APPLY WHAT YOU READ →
(a) According to the passage on the SS Patria sinking, on what date did the ship go down?
(b) From the passage on the SS Patria sinking, set down everything from "Joachim Martillo recently" down to "Jews to Israel.".
(c) Carry the passage on the SS Patria sinking and the Moscow explosions forward from its last sentence.

TEXT PROVIDED →
Thus, on November 25, 1940, the Jewish Agency men sunk SS
Patria and killed 250 Jewish immigrants. They did it in
order to ensure sympathy to the plight of Jews who were
refused entry to British-run Palestine. The perpetrators of
the outrage admitted their crime in Israeli media a few
years ago. The explosive charge was too powerful, they
explained.

Joachim Martillo recently wrote of possible Zionist
connection with the bloody anti-Jewish riots in the Polish
town of Kielce after the WWII. The riots sent a wave of
Jewish immigrants to the shores of Palestine. Israeli
bombings of Baghdad synagogues are by now a well known and
declassified fact. They caused mass immigration of Iraqi
Jews to Israel.

In a more recent development, just over a year ago, Moscow
was shaken by dreadful explosions that caused multiple
casualties. Unknown terrorists exploded whole residential
apartment buildings in the Russian capital. The explosions
were blamed on Chechens, and brought about the Second
Chechnya war, the destruction of Grozny, thousands of dead
and wounded, but more importantly, they served as a turning
point in Russia’s relations with Israel and the Muslim
world. Russia’s media enforced the image of Islamic
terrorism and of Israel as a guardian and ally of Russia.

DATASET →

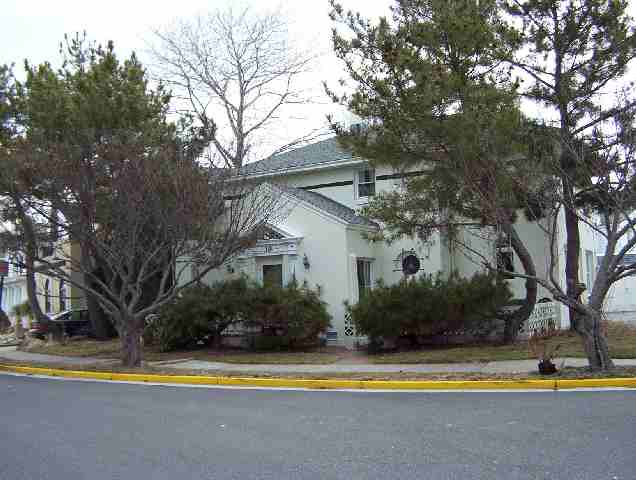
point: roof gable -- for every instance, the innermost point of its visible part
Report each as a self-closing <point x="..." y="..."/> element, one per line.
<point x="333" y="208"/>
<point x="312" y="155"/>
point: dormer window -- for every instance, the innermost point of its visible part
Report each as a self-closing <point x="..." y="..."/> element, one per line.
<point x="365" y="183"/>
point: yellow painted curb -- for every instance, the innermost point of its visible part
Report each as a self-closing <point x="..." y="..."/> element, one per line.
<point x="330" y="384"/>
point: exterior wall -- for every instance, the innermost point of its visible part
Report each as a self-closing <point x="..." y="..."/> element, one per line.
<point x="74" y="297"/>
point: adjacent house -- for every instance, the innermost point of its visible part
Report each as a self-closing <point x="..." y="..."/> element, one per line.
<point x="56" y="295"/>
<point x="324" y="241"/>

TASK RESPONSES →
(a) November 25, 1940.

(b)
Joachim Martillo recently wrote of possible Zionist
connection with the bloody anti-Jewish riots in the Polish
town of Kielce after the WWII. The riots sent a wave of
Jewish immigrants to the shores of Palestine. Israeli
bombings of Baghdad synagogues are by now a well known and
declassified fact. They caused mass immigration of Iraqi
Jews to Israel.

(c)
‘We have a common enemy, Islamic terrorism’, was the line
reiterated by Israeli politicians visiting Moscow, be it
Sharansky, Lieberman or Peres. The comparisons of Chechnya
with Palestine became commonplace in the Jewish-owned
Russian press. The old Zionist dream of creating
confrontation between Russia and Dar al Islam almost became
true. Until now, the bombers have not been  found. Russia’s
influential Nezavisimaya Gazette openly expresses doubts of
a Chechen connection to the explosions.

Moreover, I am ready to risk anger of my readers and claim
that the Palestinians are miscast for the role of
terrorists. Surely some of them try to act the part the
Jews gave them and dabble in ‘terror’. Their ‘terror’ is so
timid, that a careful and objective observer would just
pooh-pooh an idea of the ‘Palestinian terrorists’. Consider
a suicide bomber, for instance, a quiet sophomore at Bir
Zeit University, Dia Tawil. He exploded near a bus full of
Israelis. He died while only a few Israelis were lightly
wounded. Many suicide bombers die without killing a single
Israeli, only a few manage to wound and kill.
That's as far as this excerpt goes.